Then needed packages are imported. roxygen2 will convert them into lines in your NAMESPACE file.

With params and return you should shortly describe their types and what they should contain.

For the following use of the references tag, you also need to import the Rdpack package and include a “REFERENCES.bib” in the inst folder with the regarding BibTeX entries. In my opinion you should always use this, when implementing some method from some source… Be it a book or a paper. Rdpack imports those references automatically from your BibTeX file into the documentation files.

Last, but not least I included a runnable example. This is important to give your user a starting point on how to use your function, but furthermore it is a test for the function. Each time your package is built, example code is run. So you will be notified, if there are any errors.
But we will go more into automated testing another time. Because there is of course more you can do. But you should always write example code, if your function is visible to the user.

After writing this documentation in your file, you have to compile it by writing:

roxygen2::roxygenise()

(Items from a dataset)
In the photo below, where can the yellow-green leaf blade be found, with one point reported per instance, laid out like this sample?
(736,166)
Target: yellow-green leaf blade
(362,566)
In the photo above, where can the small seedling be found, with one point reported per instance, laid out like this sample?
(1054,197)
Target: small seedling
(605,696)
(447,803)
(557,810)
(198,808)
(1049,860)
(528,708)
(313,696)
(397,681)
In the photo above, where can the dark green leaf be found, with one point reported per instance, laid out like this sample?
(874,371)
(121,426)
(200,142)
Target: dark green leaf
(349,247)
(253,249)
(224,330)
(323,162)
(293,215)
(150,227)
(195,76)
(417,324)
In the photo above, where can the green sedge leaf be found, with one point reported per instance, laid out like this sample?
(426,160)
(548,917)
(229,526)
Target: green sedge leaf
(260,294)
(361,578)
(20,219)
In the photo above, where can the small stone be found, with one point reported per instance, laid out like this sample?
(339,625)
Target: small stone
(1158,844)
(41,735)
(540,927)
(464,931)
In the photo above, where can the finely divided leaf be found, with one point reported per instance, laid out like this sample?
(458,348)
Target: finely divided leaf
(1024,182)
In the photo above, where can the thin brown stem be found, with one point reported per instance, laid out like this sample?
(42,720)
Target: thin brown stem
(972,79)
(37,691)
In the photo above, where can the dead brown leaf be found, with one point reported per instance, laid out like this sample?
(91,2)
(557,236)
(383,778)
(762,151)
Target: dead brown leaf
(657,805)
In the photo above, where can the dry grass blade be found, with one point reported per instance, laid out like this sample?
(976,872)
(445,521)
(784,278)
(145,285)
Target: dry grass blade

==

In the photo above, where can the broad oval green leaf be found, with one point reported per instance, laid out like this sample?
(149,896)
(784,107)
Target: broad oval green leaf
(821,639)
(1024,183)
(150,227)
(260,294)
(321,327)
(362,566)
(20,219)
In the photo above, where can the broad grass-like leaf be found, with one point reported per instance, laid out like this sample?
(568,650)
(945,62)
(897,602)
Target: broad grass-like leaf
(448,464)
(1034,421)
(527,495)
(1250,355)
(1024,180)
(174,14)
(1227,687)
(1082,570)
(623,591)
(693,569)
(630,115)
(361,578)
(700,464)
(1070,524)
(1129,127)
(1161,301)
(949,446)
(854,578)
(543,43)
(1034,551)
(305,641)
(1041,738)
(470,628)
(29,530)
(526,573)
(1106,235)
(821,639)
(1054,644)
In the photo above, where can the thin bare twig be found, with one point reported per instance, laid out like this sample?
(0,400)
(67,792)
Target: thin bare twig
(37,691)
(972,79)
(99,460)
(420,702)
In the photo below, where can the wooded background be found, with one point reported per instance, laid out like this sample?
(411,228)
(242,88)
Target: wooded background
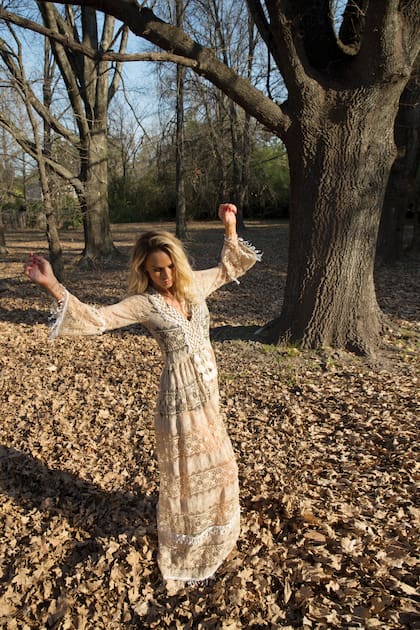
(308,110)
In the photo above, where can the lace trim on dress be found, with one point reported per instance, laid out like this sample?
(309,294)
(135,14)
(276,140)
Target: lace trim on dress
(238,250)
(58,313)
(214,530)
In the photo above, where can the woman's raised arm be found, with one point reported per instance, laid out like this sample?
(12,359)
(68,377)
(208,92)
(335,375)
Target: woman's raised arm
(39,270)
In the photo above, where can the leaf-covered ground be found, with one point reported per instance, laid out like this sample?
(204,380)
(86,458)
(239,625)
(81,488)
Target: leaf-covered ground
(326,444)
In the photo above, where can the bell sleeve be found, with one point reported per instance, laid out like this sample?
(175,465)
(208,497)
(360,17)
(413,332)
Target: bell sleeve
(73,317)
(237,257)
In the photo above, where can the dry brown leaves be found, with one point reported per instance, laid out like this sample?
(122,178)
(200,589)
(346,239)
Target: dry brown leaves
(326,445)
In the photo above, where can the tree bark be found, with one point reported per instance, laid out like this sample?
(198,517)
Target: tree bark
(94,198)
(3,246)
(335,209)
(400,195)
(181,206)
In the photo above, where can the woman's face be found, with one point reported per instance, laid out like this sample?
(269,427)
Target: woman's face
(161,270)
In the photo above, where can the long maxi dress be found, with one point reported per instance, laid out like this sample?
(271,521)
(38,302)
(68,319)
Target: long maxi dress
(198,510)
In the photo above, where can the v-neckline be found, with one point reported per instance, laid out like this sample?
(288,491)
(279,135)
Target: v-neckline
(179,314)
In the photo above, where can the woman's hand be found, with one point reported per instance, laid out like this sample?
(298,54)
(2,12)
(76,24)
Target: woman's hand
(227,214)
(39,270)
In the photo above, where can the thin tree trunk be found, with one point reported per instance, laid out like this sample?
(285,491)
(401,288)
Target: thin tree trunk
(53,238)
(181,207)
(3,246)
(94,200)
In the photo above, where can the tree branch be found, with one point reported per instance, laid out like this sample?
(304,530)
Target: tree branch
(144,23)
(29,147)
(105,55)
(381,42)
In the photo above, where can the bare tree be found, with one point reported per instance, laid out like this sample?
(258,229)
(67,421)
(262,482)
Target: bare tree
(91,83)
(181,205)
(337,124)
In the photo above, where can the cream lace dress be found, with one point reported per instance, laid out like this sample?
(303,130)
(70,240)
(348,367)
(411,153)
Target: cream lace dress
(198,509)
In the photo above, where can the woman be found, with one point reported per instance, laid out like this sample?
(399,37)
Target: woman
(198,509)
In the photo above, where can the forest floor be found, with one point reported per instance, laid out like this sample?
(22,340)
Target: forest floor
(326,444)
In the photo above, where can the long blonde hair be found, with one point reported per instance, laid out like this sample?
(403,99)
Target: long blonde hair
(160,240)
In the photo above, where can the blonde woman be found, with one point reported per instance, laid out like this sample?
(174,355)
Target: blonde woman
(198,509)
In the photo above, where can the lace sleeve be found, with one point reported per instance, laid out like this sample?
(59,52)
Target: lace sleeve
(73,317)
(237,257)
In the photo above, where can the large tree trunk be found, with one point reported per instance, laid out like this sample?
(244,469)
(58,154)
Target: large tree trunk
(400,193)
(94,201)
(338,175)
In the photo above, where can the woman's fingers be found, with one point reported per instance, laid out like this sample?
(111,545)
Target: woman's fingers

--

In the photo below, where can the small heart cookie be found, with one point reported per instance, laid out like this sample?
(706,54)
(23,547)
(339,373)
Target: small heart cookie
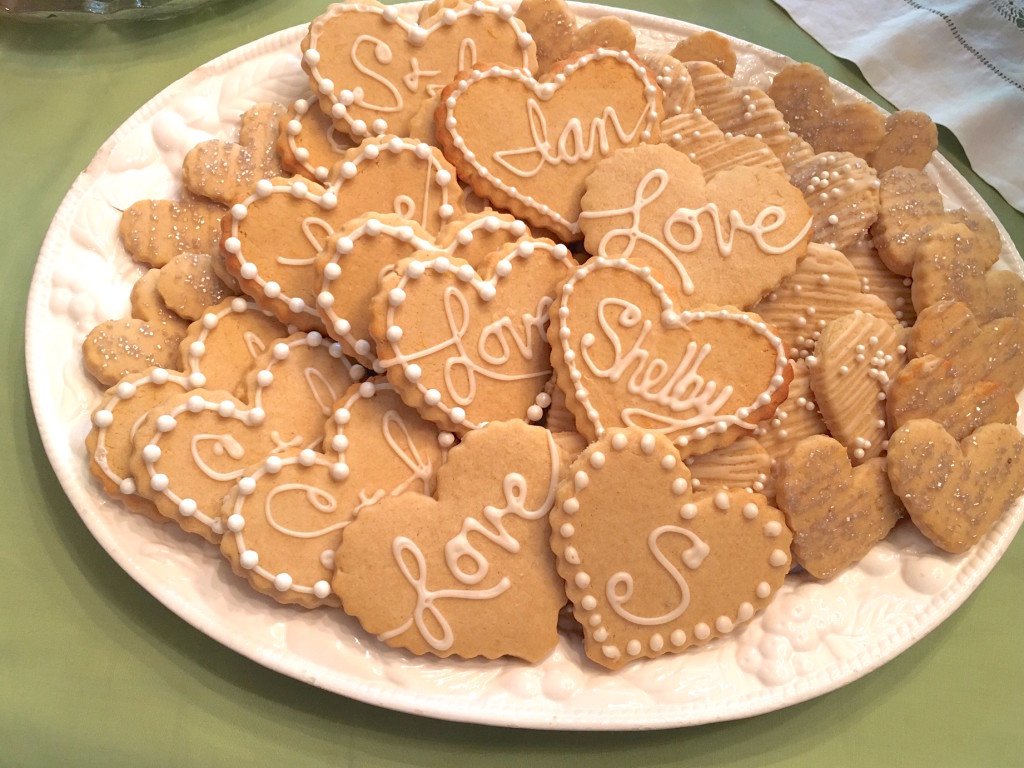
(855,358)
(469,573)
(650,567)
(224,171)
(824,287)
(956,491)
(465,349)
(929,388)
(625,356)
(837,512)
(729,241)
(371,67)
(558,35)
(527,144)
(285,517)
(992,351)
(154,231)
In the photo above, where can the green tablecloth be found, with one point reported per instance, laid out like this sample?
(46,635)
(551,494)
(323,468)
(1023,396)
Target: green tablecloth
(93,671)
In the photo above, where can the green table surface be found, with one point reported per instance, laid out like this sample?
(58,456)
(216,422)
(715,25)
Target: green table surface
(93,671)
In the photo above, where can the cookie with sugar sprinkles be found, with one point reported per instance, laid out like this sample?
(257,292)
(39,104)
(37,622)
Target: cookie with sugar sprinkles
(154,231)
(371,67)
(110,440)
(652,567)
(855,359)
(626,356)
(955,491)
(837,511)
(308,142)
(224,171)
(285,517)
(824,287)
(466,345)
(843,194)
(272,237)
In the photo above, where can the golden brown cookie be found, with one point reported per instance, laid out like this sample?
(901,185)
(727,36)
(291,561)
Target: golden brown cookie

▶ [TASKS FOR THIS EXERCISE]:
**A)** Swap "Rdpack" for "RefManageR" and rewrite the text on documenting R functions from "Then needed packages" up to and including "the documentation files.".
**B)** Answer these questions from the text on documenting R functions.
(i) Which file must be placed in the inst folder?
(ii) When is example code run?
(iii) What command compiles the documentation?
Answer using only the text on documenting R functions, not the dataset items.

▶ [EXERCISE SOLUTIONS]:
**A)**
Then needed packages are imported. roxygen2 will convert them into lines in your NAMESPACE file.

With params and return you should shortly describe their types and what they should contain.

For the following use of the references tag, you also need to import the RefManageR package and include a “REFERENCES.bib” in the inst folder with the regarding BibTeX entries. In my opinion you should always use this, when implementing some method from some source… Be it a book or a paper. RefManageR imports those references automatically from your BibTeX file into the documentation files.

**B)**
(i) "REFERENCES.bib"
(ii) Each time the package is built.
(iii) roxygen2::roxygenise()